(Saved entries)
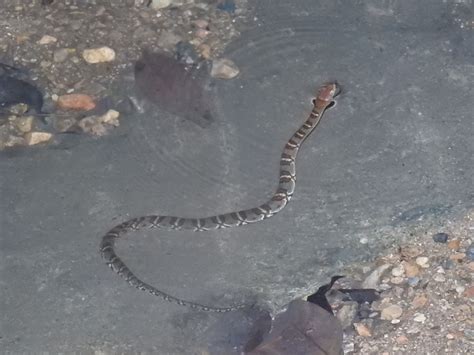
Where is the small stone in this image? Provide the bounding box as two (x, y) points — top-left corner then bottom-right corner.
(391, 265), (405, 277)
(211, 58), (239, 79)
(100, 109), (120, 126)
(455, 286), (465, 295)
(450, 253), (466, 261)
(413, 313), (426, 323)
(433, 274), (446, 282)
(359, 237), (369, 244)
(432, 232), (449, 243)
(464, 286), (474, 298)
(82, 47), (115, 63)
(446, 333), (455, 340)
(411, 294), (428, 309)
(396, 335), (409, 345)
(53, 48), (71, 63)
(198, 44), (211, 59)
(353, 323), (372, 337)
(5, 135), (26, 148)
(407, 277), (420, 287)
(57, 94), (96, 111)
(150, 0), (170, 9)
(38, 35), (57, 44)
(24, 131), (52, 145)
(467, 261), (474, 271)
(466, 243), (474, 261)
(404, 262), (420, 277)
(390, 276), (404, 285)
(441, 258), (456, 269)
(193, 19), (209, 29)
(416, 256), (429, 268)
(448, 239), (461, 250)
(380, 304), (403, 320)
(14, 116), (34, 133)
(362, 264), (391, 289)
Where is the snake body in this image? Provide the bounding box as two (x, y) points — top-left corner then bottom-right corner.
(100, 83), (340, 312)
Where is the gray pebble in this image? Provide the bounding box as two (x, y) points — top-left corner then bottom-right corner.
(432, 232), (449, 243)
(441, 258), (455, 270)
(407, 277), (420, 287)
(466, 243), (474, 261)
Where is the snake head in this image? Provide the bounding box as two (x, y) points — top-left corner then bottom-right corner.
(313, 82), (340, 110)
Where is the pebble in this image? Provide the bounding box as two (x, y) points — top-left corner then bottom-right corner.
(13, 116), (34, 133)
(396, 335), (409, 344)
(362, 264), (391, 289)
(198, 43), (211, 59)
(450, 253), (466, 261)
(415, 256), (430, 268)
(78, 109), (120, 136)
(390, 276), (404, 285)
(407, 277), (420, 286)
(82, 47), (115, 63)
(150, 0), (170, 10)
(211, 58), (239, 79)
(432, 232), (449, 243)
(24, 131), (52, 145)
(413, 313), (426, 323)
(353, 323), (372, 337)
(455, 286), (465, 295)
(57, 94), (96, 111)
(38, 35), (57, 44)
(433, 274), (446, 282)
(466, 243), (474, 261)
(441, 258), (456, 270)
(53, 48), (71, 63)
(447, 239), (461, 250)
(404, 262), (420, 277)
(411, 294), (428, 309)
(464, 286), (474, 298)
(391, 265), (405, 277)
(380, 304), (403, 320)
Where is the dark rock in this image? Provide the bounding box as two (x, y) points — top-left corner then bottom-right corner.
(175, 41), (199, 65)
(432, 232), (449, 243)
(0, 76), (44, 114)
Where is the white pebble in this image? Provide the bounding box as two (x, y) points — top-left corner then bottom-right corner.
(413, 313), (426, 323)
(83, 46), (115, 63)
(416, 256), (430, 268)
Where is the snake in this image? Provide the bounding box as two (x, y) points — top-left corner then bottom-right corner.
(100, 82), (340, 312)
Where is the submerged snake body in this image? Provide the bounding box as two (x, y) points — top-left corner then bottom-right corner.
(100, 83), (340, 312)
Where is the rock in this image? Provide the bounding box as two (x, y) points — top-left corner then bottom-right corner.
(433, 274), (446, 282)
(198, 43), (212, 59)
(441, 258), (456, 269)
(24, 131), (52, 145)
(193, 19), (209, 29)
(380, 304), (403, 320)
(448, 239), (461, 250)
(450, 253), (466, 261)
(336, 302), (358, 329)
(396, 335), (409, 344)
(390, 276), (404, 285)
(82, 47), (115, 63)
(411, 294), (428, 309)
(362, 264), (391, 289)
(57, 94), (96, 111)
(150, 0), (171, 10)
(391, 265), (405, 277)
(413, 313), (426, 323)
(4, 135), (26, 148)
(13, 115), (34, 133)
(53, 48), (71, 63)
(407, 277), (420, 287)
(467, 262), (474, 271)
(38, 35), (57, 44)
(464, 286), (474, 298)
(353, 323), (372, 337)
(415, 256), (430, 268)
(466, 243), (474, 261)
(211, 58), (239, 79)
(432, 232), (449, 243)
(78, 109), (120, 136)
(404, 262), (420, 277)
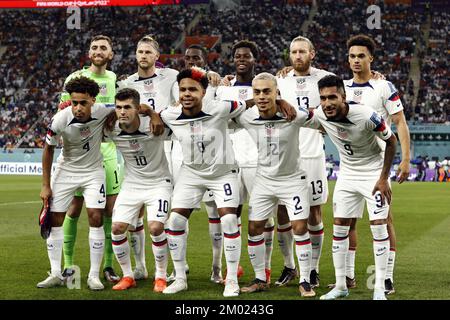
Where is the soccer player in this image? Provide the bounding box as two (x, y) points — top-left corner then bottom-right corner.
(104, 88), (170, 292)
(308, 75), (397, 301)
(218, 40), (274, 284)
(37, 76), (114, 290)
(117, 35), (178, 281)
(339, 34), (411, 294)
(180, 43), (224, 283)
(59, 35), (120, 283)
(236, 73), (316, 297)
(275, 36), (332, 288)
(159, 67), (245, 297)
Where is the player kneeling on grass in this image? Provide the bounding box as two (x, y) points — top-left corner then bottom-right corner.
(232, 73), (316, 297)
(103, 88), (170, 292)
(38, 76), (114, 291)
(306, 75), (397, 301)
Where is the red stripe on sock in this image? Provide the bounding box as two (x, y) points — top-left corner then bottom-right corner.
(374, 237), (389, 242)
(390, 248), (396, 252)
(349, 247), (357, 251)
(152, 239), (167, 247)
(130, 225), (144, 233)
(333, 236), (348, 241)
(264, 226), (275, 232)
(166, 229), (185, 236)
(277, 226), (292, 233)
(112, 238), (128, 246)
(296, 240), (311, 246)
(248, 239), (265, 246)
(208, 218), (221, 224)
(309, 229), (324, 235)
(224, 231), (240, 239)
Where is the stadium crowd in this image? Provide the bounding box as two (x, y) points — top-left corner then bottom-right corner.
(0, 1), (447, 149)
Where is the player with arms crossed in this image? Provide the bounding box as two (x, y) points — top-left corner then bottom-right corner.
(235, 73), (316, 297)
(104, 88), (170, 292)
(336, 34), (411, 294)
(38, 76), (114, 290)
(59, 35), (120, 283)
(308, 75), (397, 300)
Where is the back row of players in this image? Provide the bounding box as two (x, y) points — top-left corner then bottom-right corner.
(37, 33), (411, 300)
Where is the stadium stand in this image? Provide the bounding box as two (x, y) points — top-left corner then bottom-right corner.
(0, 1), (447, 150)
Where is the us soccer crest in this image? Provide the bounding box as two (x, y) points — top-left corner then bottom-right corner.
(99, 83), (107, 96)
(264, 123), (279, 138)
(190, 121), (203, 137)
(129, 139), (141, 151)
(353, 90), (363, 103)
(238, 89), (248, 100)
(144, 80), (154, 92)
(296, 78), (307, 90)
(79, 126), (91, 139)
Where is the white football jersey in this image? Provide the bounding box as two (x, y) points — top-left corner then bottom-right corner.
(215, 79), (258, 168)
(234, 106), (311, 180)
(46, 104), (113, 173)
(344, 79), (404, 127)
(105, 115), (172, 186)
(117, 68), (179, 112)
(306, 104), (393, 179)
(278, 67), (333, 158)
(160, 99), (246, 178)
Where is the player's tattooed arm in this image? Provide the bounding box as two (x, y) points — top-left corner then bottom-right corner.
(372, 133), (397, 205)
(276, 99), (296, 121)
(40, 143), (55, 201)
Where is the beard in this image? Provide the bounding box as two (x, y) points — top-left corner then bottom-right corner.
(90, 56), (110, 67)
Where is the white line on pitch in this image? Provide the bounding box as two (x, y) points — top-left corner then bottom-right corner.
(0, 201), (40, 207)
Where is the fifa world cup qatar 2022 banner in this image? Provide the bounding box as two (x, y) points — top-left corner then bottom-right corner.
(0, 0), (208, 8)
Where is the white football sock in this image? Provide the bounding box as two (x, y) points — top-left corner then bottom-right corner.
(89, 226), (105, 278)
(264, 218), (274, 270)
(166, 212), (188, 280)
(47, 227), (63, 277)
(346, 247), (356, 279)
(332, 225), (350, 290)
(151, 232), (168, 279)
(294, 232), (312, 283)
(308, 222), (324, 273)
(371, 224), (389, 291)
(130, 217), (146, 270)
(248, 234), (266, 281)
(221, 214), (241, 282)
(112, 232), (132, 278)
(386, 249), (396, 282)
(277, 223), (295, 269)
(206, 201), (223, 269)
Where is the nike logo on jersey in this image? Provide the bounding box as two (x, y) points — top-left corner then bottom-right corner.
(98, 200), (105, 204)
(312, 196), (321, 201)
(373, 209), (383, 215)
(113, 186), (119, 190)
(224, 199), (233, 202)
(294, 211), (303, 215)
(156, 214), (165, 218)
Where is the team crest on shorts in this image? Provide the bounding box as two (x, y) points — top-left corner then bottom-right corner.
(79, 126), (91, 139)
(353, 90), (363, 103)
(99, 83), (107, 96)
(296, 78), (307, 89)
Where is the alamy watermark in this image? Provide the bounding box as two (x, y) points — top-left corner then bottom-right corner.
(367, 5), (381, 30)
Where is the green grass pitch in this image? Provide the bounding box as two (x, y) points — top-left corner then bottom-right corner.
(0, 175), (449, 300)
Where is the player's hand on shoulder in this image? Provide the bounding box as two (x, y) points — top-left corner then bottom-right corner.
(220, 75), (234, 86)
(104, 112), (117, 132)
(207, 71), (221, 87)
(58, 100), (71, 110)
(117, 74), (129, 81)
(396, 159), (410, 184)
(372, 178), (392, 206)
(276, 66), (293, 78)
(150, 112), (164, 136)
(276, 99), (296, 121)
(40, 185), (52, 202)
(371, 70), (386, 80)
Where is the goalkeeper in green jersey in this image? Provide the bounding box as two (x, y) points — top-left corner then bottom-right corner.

→ Goal of the exercise
Please output only the lines from the one holding "Where is the player's hand" to the end of the records, first and last included, exactly as they appear.

→ Task result
Where is the player's hand on shoulder in this image? Provide the bounding box as two (x, y) points — top-left corner then bottom-right corner.
(220, 75), (234, 86)
(104, 112), (117, 132)
(207, 71), (221, 87)
(58, 100), (71, 110)
(117, 74), (129, 81)
(396, 159), (410, 184)
(372, 178), (392, 206)
(276, 66), (293, 78)
(150, 112), (164, 136)
(276, 99), (296, 121)
(40, 185), (52, 202)
(371, 70), (386, 80)
Where is the goalkeeper in green jersey in this image? Provide the bounding box as two (x, y) points — top-left corner then bottom-right corner.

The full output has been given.